══ Listed entries ══

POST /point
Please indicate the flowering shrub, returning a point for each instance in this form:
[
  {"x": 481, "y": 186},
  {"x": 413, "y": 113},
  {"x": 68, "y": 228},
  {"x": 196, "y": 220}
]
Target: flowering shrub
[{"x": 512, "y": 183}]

═══

Can you give every line of the records above as a JSON list of strings, with one string per line and any blank lines left out?

[
  "POST /point",
  "Please indicate the flowering shrub, returning a point for each instance in this form:",
  "[",
  "  {\"x\": 481, \"y\": 186},",
  "  {\"x\": 413, \"y\": 113},",
  "  {\"x\": 68, \"y\": 228},",
  "  {\"x\": 196, \"y\": 220}",
  "]",
  "Target: flowering shrub",
  "[{\"x\": 512, \"y\": 183}]"
]